• [BRANO FORNITO]
◆ ◆ ◆ ◆ ◆

Si tratta di un fatto accaduto a Rimini attorno al 1222/1223 (le date di quei tempi non sono mai tanto sicure, perché si parla di fatti di ben ottocento­­due anni fa, più o meno, e mica c'erano gli strumenti e le regole di oggi). Antonio da quelle parti stava predicando in particolare la presenza di Cristo nel Pane e nel Vino consacrati, in contrasto con una particolare eresia dell'epoca.
l'affresco della chiesa di Cornaredo (sopra il Fonte Battesimale)
Capoccia degli eretici di lì era un tale Bononillo, o Bonisollo (ahi!, le cronache dell'epoca...), con cui Antonio fece una sfida singolare. Quel tale avrebbe dovuto lasciare la sua mula digiuna per tre giorni; il terzo giorno l'avrebbe condotta sulla piazza dove sarebbe stato preparato un mucchio di fieno fresco da una parte mentre Antonio avrebbe atteso da un'altra reggendo l'Ostensorio con l'Ostia consacrata. Poi avrebbero osservato il comportamento della mula.
Così fecero: fra lo stupore generale, ma soprattutto dell'eretico, la mula dapprima si avvicinò al fieno e l'annusò, poi si diresse verso Antonio e giunta davanti all'Ostensorio si inginocchiò. Il capoccia eretico "credette" e riabbracciò il Cattolicesimo.
A ricordo del fatto in quella piazza di Rimini, che ora si chiama "Tre Martiri" (all'epoca era "Giulio Cesare"), sorge un tempietto costruito nel 1518 e successivamente riedificato dopo il terremoto nel 1672 (foto a fianco).
In tempi andati nel nostro paese esisteva anche un oratorio intitolato a Sant'Antonio ("oratorio" inteso come piccolo luogo di preghiera, dal latino orare, cioè pregare). In realtà si trattava della cappella del seicentesco palazzo della famiglia Dugnani, nella omonima odierna piazzetta, della quale resta in piedi la sola torre campanaria. La cronaca della consacrazione della chiesa Santi Giacomo e Filippo (del 9 novembre 1906) indica proprio quella cappella come luogo da cui presero avvio le celebrazioni. All'interno si trovava quel grande quadro "Cristo in croce con la Madonna, Sant’Antonio e angeli" che ora è la pala d'altare della chiesetta di Santa Croce, a Cascina Croce (affidato in custodia alla Parrocchia da Italia Nostra nel 2013, dopo un accurato restauro).

◆ ◆ ◆ ◆ ◆

• [DATI FORNITI]
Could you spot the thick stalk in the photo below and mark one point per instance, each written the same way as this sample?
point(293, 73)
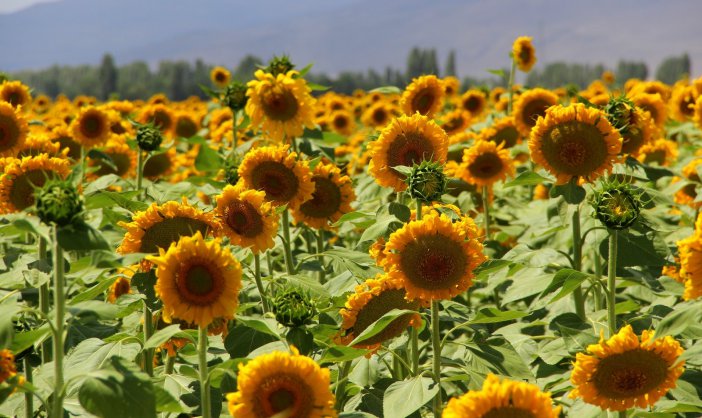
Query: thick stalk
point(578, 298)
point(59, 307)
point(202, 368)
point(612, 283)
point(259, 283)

◆ ◆ ◆ ◆ ◆

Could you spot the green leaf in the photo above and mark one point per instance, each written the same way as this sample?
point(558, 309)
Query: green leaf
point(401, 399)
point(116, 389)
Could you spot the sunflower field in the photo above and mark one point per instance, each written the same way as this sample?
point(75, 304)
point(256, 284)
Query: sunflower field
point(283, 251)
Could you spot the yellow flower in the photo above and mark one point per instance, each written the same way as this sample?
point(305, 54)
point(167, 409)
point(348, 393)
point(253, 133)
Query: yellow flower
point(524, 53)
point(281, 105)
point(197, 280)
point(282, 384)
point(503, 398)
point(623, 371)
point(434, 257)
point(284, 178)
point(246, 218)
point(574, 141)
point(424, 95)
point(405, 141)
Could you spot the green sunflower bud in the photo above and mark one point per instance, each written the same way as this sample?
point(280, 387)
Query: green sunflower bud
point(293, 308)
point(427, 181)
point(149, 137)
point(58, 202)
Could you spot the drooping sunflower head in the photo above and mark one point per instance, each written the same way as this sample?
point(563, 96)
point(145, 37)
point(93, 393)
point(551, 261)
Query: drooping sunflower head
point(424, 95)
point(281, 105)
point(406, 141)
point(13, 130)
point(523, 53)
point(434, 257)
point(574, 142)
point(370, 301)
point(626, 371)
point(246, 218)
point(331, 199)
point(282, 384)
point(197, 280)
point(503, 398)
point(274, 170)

◆ ◆ ◆ ◆ ◆

• [COSA FARE] Trascrivi fedelmente il tratto del brano sulla mula di Rimini da "In tempi andati" a "un accurato restauro).". Per rispondere basati soltanto sul brano.

• [LA SOLUZIONE]
In tempi andati nel nostro paese esisteva anche un oratorio intitolato a Sant'Antonio ("oratorio" inteso come piccolo luogo di preghiera, dal latino orare, cioè pregare). In realtà si trattava della cappella del seicentesco palazzo della famiglia Dugnani, nella omonima odierna piazzetta, della quale resta in piedi la sola torre campanaria. La cronaca della consacrazione della chiesa Santi Giacomo e Filippo (del 9 novembre 1906) indica proprio quella cappella come luogo da cui presero avvio le celebrazioni. All'interno si trovava quel grande quadro "Cristo in croce con la Madonna, Sant’Antonio e angeli" che ora è la pala d'altare della chiesetta di Santa Croce, a Cascina Croce (affidato in custodia alla Parrocchia da Italia Nostra nel 2013, dopo un accurato restauro).